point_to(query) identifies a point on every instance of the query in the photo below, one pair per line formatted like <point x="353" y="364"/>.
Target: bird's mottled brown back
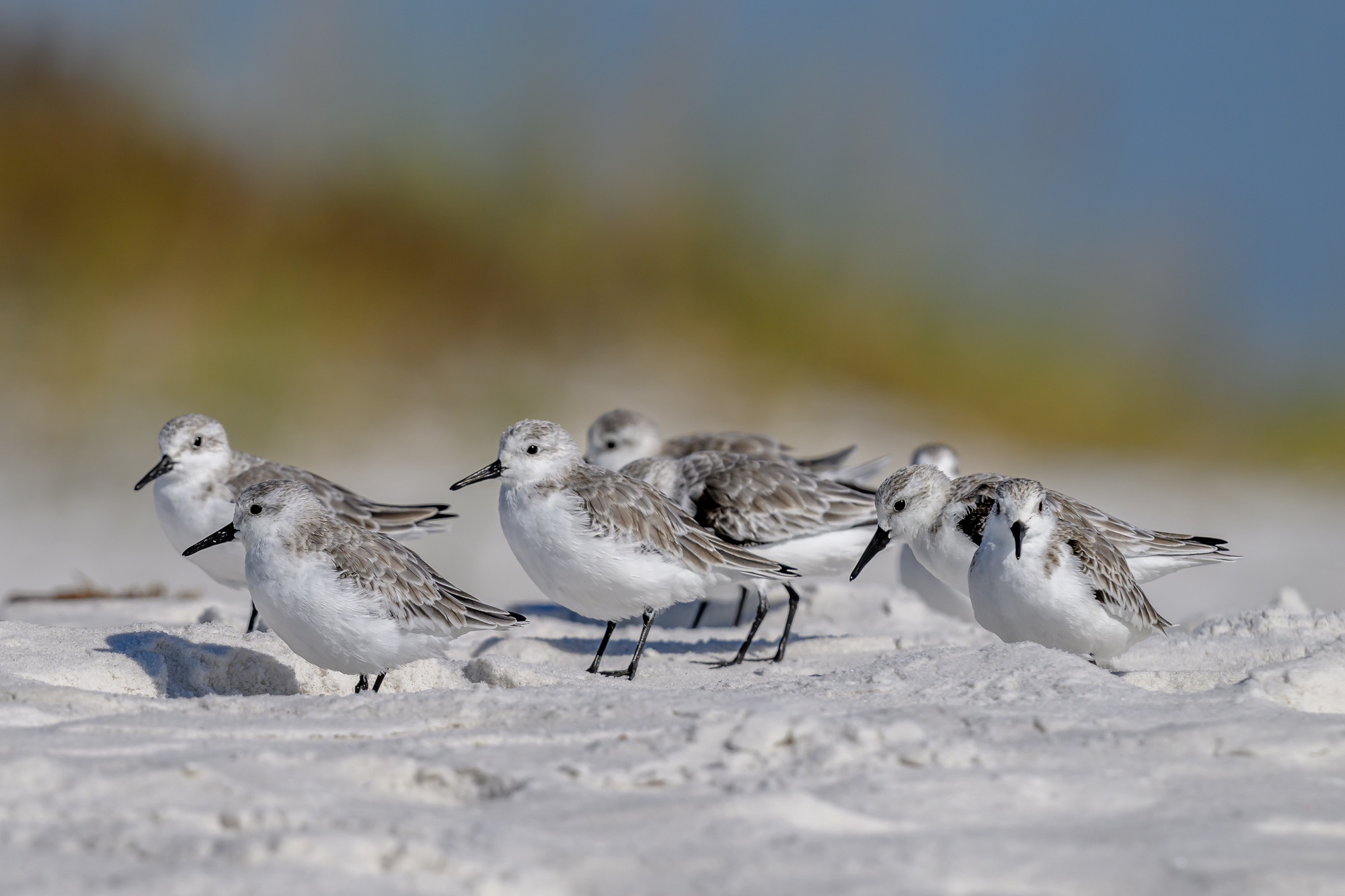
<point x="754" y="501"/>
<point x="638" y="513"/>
--
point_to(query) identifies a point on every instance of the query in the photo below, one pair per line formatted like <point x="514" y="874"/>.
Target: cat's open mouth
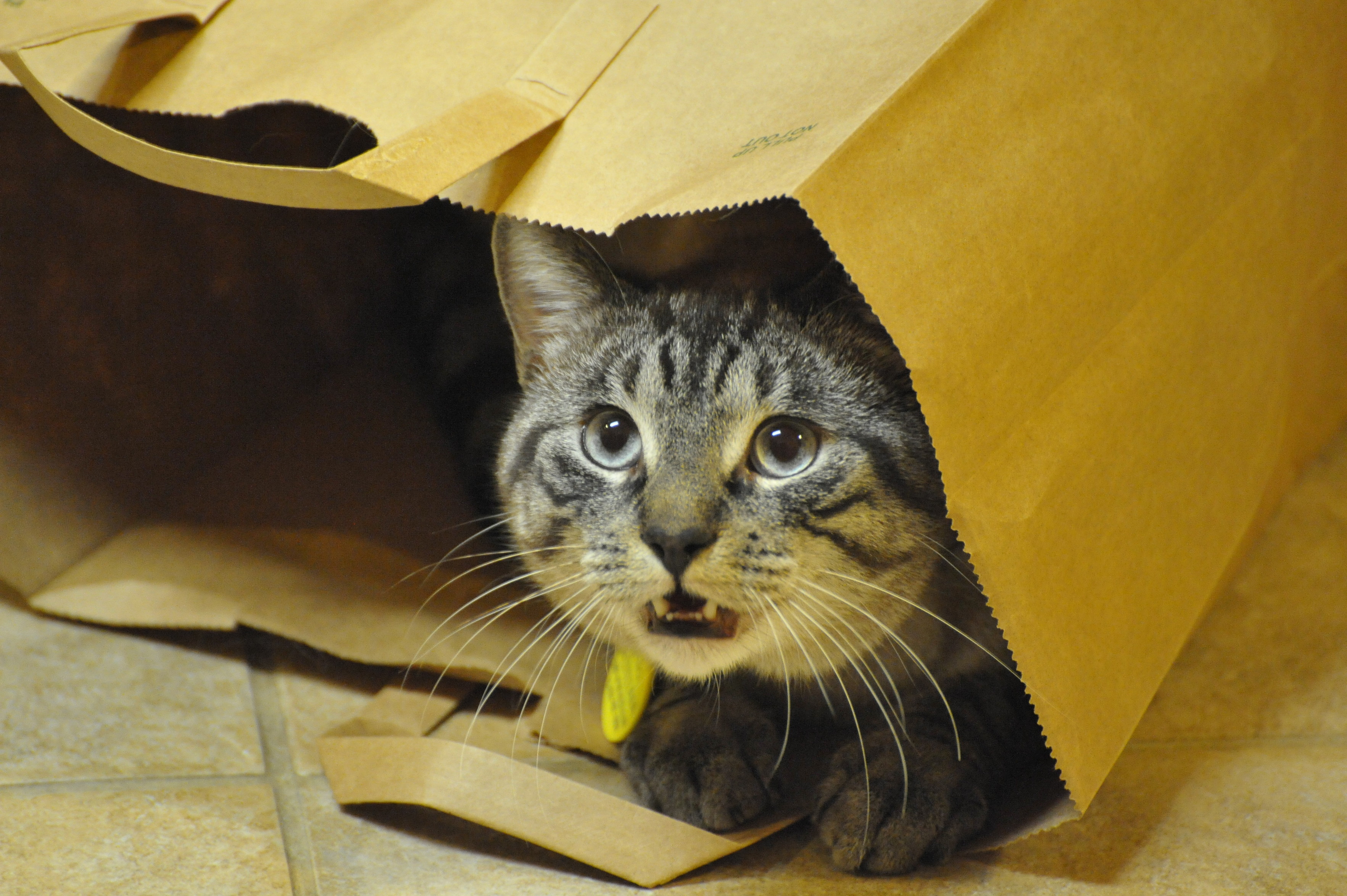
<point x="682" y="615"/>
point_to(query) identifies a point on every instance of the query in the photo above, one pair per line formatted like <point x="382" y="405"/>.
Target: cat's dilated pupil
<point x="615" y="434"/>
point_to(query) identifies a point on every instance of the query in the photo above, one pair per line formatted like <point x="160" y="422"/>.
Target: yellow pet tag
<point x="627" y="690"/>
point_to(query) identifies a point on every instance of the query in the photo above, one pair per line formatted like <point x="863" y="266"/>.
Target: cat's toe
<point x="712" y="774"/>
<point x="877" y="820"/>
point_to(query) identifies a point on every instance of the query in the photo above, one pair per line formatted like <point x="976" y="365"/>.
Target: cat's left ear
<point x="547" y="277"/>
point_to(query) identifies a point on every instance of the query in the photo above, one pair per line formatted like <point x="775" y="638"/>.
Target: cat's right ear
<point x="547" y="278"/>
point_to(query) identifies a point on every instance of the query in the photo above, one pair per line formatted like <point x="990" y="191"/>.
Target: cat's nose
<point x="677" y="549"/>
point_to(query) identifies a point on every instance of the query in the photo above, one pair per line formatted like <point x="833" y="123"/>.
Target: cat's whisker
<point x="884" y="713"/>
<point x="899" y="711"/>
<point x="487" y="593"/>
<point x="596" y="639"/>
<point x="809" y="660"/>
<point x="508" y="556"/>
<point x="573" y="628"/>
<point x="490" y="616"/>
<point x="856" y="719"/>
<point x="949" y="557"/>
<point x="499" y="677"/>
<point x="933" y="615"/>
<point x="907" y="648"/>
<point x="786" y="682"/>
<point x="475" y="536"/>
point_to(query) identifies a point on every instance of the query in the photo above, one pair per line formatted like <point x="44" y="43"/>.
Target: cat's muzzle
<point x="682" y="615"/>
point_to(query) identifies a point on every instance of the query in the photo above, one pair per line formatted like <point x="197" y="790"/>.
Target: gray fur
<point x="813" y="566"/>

Task objective: In the entries above, how many lines contain the string "below"? Case counts. Give only the number.

Correct output: 2